**Records drawn from a collection**

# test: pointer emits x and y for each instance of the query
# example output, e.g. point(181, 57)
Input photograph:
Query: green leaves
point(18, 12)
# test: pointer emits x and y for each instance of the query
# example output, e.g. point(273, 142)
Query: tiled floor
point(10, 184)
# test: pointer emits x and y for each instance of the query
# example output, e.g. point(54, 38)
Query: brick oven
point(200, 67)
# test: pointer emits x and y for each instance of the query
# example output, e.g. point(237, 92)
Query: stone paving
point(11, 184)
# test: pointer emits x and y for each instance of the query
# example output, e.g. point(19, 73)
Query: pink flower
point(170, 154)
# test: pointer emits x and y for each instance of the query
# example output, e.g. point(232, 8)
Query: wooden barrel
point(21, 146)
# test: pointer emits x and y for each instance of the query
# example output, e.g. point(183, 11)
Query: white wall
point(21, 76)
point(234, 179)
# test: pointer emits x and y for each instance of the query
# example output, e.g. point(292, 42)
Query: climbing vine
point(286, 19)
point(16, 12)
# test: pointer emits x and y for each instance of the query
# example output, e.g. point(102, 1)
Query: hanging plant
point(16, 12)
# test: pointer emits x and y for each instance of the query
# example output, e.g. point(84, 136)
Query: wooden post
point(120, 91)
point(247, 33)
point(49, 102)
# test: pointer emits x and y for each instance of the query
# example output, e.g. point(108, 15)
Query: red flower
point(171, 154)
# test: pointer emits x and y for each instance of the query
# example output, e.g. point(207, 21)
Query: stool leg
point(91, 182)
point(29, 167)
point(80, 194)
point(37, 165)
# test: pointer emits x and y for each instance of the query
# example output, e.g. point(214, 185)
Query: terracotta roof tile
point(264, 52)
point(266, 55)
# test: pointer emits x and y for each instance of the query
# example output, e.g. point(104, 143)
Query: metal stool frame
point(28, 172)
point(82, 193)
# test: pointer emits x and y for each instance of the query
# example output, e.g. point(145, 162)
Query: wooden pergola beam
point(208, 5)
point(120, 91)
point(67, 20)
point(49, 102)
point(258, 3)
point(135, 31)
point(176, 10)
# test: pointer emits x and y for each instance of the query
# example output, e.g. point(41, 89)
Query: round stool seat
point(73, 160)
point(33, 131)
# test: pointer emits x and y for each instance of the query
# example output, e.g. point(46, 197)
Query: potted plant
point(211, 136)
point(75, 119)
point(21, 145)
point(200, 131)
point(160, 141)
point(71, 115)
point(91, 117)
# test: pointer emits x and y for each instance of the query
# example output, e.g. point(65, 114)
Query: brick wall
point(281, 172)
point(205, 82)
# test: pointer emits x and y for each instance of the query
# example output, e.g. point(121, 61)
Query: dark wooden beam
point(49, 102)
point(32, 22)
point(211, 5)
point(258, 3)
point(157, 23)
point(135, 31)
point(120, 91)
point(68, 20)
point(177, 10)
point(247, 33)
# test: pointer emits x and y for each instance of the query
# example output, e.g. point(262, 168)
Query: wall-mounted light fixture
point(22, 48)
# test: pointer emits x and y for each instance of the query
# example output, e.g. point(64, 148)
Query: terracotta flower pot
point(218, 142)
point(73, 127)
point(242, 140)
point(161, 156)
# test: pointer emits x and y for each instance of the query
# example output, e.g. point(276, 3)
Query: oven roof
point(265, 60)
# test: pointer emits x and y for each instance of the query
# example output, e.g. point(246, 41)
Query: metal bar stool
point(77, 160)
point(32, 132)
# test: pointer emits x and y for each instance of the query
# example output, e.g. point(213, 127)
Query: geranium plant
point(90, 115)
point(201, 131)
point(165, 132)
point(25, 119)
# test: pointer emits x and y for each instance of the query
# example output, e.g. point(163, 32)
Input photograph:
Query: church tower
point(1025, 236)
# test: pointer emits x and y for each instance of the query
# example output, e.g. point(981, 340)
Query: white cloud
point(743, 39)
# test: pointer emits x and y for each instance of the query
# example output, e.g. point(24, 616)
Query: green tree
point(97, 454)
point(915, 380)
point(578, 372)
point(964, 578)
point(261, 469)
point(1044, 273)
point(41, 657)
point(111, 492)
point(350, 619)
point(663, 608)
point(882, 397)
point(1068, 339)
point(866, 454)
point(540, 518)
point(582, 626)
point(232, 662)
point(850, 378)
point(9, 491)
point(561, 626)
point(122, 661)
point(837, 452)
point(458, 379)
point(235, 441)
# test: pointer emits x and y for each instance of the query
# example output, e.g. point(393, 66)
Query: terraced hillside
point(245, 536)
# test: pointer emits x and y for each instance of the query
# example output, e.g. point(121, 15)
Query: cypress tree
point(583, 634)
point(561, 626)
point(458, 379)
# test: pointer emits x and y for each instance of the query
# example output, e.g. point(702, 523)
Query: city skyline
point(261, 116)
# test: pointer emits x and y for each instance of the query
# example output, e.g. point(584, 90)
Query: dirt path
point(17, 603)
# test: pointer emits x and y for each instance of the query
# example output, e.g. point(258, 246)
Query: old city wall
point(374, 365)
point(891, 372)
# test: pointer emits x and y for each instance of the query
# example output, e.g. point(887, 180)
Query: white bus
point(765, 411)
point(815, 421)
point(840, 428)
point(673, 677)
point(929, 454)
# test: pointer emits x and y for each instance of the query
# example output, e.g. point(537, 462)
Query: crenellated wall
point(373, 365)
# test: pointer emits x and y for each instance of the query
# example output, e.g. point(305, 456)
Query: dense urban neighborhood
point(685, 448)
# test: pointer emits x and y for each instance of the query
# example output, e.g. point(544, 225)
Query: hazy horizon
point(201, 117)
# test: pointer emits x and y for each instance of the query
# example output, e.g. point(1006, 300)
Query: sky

**What to do**
Transcribe each line of the records above, character for character, from the first record through the last.

**Output**
# test: pointer emits x and y for each instance of the query
# example output, e.g. point(181, 57)
Input photograph:
Query: green leaves
point(18, 12)
# test: pointer emits x and y for each instance of the query
# example output, e.g. point(273, 142)
Query: tiled floor
point(10, 184)
# test: pointer emits x and y for each instance of the query
# example output, e.g. point(54, 38)
Query: brick oven
point(200, 67)
# test: pointer emits x and y for each instance of the query
# example output, e.g. point(237, 92)
Query: stone paving
point(11, 184)
# test: pointer emits x and y for each instance of the query
# example output, e.g. point(19, 73)
Query: pink flower
point(170, 154)
# test: pointer emits x and y for each instance of the query
# example output, e.g. point(232, 8)
Query: wooden barrel
point(21, 146)
# test: pointer emits x and y for each instance of the query
# example output, e.g. point(183, 11)
Query: white wall
point(21, 76)
point(234, 179)
# test: pointer emits x and y for each instance of the query
# example output, e.g. point(292, 42)
Query: climbing vine
point(286, 19)
point(16, 12)
# test: pointer emits x and y for each instance of the query
# example output, e.g. point(102, 1)
Query: hanging plant
point(16, 12)
# test: pointer emits x and y for each instance of the query
# example output, e.g. point(84, 136)
Query: wooden post
point(120, 91)
point(247, 33)
point(49, 102)
# test: pointer emits x and y for each instance of the query
# example output, e.g. point(108, 15)
Query: red flower
point(171, 154)
# test: pointer emits x and y for each instance of the query
# example output, e.g. point(207, 21)
Query: stool leg
point(91, 182)
point(29, 167)
point(80, 194)
point(37, 165)
# test: pointer emits x and y for each instance of the query
# example output, e.g. point(214, 185)
Query: terracotta roof tile
point(264, 52)
point(266, 55)
# test: pointer emits x and y for each instance of the query
# example output, e.g. point(104, 143)
Query: metal stool frame
point(28, 172)
point(82, 193)
# test: pointer emits x and y for each instance of the query
# example output, e.g. point(145, 162)
Query: wooden pergola beam
point(208, 5)
point(120, 91)
point(67, 20)
point(49, 102)
point(258, 3)
point(135, 31)
point(176, 10)
# test: pointer emits x and y for each instance of the query
# example output, e.g. point(41, 89)
Query: round stool seat
point(73, 160)
point(33, 131)
# test: pointer emits x and y for each instance of the query
# example output, e.g. point(46, 197)
Query: potted plant
point(211, 136)
point(75, 119)
point(21, 145)
point(200, 131)
point(160, 141)
point(71, 115)
point(91, 117)
# test: pointer emits x and y for each instance of the query
# example output, e.g. point(65, 114)
Query: brick wall
point(281, 172)
point(205, 82)
# test: pointer emits x and y for each instance of the query
# example output, e.g. point(121, 61)
Query: dark wooden beam
point(49, 102)
point(32, 22)
point(211, 5)
point(258, 3)
point(157, 23)
point(135, 31)
point(120, 91)
point(68, 20)
point(177, 10)
point(247, 33)
# test: pointer emits x and y for each instance of the query
# example output, e.g. point(262, 168)
Query: wall-mounted light fixture
point(22, 48)
# test: pointer emits x and y for each instance of the query
# example output, e.g. point(64, 148)
Query: terracotta flower pot
point(218, 142)
point(73, 127)
point(242, 140)
point(161, 156)
# test: pointer emits x and y for each instance of the query
# example output, e.g. point(276, 3)
Query: oven roof
point(265, 60)
# test: pointer emits x and y for each instance of the query
# example output, e.g. point(246, 41)
Query: metal bar stool
point(77, 160)
point(32, 132)
# test: pointer emits x and y for each instance of the query
# example output, e.g. point(213, 127)
Query: geranium plant
point(90, 115)
point(201, 131)
point(165, 132)
point(25, 119)
# test: pointer emits x and y for each instance of the query
# example output, e.g. point(163, 32)
Input photograph:
Query: church tower
point(1025, 236)
# test: pointer emits x and y for each instance of the query
# example output, e.g. point(981, 340)
Query: white cloud
point(743, 39)
# test: pointer emits x and y for each instance of the query
# example output, e.g. point(24, 616)
Query: green tree
point(97, 454)
point(915, 380)
point(578, 372)
point(964, 578)
point(261, 469)
point(1044, 273)
point(41, 657)
point(111, 492)
point(350, 619)
point(663, 608)
point(882, 397)
point(1068, 339)
point(866, 454)
point(540, 518)
point(582, 626)
point(232, 662)
point(850, 378)
point(9, 491)
point(561, 626)
point(122, 661)
point(837, 452)
point(458, 379)
point(235, 441)
# test: pointer emits x and y for each instance of the query
# example output, e.g. point(393, 66)
Query: terraced hillside
point(245, 536)
# test: pointer emits x and y for each instance of the query
# example output, e.g. point(121, 15)
Query: cypress tree
point(583, 634)
point(561, 626)
point(458, 379)
# test: pointer emits x and y for each instance of the query
# example output, e.g. point(702, 523)
Query: city skyline
point(261, 116)
# test: pointer emits x and y for each instance of the query
# example output, e.g. point(584, 90)
Query: dirt path
point(17, 603)
# test: pointer emits x and y for each instance of the query
# example output, e.g. point(258, 246)
Query: old city wall
point(374, 365)
point(891, 372)
# test: pointer emits x and y for each instance of the query
# example output, e.g. point(887, 180)
Query: white bus
point(765, 411)
point(815, 421)
point(840, 428)
point(673, 677)
point(929, 454)
# test: pointer emits x and y for each instance of the query
# example output, e.g. point(537, 462)
Query: crenellated wall
point(373, 365)
# test: pointer emits x and y for each instance of the query
# example output, e.g. point(305, 456)
Query: dense urban neighborhood
point(685, 448)
# test: pointer emits x and y for each instance of the query
# example output, e.g. point(544, 225)
Query: hazy horizon
point(201, 117)
# test: pointer emits x and y for each instance of the query
# example output, e.g. point(1006, 300)
Query: sky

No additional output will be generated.